===== Text passage

Background: To investigate the feasibility of using a supervised convolutional neural network (CNN) to register phase-to-phase deformable vector field of lung 4D-CT/4D-cone beam CT for 4D dose accumulation, contour propagation, motion modeling, or target verification.

Methods: We built a CNN-based deep learning method to register the deformation field directly between phases of patients’ 4D-CT or 4D-cone beam CT. The input consists of patch pairs of two phases, while the output is the corresponding deformation field that registers the patch pairs. The centers of the patch pairs were uniformly sampled across the lung, and the size of the patches was chosen to cover the range of the respiratory motion. The network was trained to generate deformation field that matches with the reference deformation field generated by VelocityAI (Varian). The network is structured with four convolutional layers, two average pooling layers, and two fully connected layers. Half mean squared error is applied to guide the study as loss function. Nine patients with eleven sets of 4D-CT/cone beam CT image volumes were used for training and testing. The performance of the network was validated with intra-patient and inter-patient setups.

Results: Registered images were generated with Velocity deformation field and the CNN deformation field, respectively. Main anatomic features such as the main vessels and the diaphragm matched well between two deformed images. In the diaphragm region, the coefficients of cross-correlation, root mean squared error, and structural similarity index measure (SSIM) between deformed images registered by CNN and VelocityAI was calculated. The cross-correlation was above 0.9 for all the intra-patient cases.

Conclusions: Patch-based deep learning methods achieved comparable deformable registration accuracy as VelocityAI. Compared to VelocityAI, the deep learning method is fully automatic and faster without user dependency, which makes it more preferable in clinical applications.

Keywords: Convolutional neural network (CNN); 4D-CT/4D-CBCT; deformable image registration (DIR)


Submitted Dec 17, 2019. Accepted for publication Sep 25, 2020.

doi: 10.21037/qims-19-1058


Introduction

Advanced techniques in cancer treatment such as volumetric modulated arc therapy (VMAT) and intensity-modulated radiation therapy (IMRT) require precise target localization to deliver the radiation to the tumor while minimizing the damage to surrounding normal tissues (1). For lung cancer treatments, patient respiratory motion induces errors in the target localization, and consequently, deviations in the dose delivery. To address this, four-dimensional imaging techniques, such as 4D-CT and 4D-CBCT, have been developed to capture the respiratory motion of the patient for treatment planning and delivery (2).

Deformable image registration (DIR) is often used to register different phases of 4D-CT or 4D-CBCT for motion modeling, contour propagation, 4D dose accumulation or target localization. DIR is a process of transforming different sets of data into one coordinate system and establishing a spatial relationship between corresponding volume elements in volumetric images via the deformable vector field (DVF). For example, by knowing the phase-to-phase DVF, dose to tumor and organ at risk (OAR) from different phases could be added to evaluate the treatment planning, and the contours of planning treatment volume (PTV) and OAR can be propagated from one phase to other phases (3,4).

==========
===== Information given

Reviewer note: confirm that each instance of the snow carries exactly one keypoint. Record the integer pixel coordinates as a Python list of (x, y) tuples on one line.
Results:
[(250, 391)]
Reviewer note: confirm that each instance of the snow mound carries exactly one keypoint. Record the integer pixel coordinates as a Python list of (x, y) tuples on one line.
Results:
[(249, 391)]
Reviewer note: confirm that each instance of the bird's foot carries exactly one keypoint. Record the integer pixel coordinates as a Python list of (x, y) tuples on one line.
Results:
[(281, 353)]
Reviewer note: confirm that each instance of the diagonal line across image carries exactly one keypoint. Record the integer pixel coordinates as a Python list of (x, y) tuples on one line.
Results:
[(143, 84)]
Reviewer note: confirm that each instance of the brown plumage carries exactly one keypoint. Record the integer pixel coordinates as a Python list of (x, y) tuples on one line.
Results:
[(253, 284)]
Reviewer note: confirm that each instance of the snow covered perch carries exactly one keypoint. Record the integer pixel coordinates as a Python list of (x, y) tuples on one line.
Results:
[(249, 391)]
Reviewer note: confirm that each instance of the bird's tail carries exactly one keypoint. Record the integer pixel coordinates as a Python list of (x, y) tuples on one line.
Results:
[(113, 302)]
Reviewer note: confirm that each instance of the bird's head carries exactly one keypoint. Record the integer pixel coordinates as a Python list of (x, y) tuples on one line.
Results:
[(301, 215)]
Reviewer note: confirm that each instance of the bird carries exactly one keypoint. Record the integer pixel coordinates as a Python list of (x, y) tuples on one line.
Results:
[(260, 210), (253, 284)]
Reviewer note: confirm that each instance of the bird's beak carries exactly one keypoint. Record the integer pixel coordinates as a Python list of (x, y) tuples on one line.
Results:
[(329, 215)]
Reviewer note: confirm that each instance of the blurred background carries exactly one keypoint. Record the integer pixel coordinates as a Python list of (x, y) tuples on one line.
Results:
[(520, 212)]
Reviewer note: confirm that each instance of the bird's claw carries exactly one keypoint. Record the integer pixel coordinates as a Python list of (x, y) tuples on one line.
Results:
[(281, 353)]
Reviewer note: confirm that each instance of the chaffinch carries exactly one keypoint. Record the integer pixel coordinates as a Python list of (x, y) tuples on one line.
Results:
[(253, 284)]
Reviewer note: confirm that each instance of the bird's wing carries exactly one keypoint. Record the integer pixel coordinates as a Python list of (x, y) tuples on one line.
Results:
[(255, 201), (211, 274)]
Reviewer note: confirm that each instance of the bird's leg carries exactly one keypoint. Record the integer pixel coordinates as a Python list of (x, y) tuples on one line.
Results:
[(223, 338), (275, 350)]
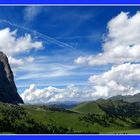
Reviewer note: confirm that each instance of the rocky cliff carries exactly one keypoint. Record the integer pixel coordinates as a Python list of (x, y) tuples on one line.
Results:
[(8, 90)]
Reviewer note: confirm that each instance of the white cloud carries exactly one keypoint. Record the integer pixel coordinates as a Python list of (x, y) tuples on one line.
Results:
[(33, 95), (31, 12), (122, 43), (11, 44), (120, 80)]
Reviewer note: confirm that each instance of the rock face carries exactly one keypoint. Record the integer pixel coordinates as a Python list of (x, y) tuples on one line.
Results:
[(8, 90)]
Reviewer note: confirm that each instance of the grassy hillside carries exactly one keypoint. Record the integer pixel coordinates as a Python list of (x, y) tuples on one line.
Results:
[(93, 117), (90, 107)]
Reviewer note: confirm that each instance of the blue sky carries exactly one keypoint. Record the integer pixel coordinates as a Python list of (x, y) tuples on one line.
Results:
[(66, 33)]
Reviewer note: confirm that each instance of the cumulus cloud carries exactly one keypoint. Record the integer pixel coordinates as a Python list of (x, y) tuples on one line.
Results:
[(31, 12), (120, 80), (122, 43), (11, 44), (33, 95)]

==========

**Exercises:**
1. According to the lung registration text, why were four-dimensional imaging techniques such as 4D-CT and 4D-CBCT developed for lung cancer treatment?
2. Copy the part of the lung registration text that opens with the words containing "Keywords: Convolutional neural" and closes with "Sep 25, 2020.".

**Solutions to the tasks:**
1. In lung cancer treatment, the patient's respiratory motion causes errors in target localization and therefore deviations in dose delivery. 4D-CT and 4D-CBCT were developed to capture that respiratory motion for treatment planning and delivery.

2.
Keywords: Convolutional neural network (CNN); 4D-CT/4D-CBCT; deformable image registration (DIR)


Submitted Dec 17, 2019. Accepted for publication Sep 25, 2020.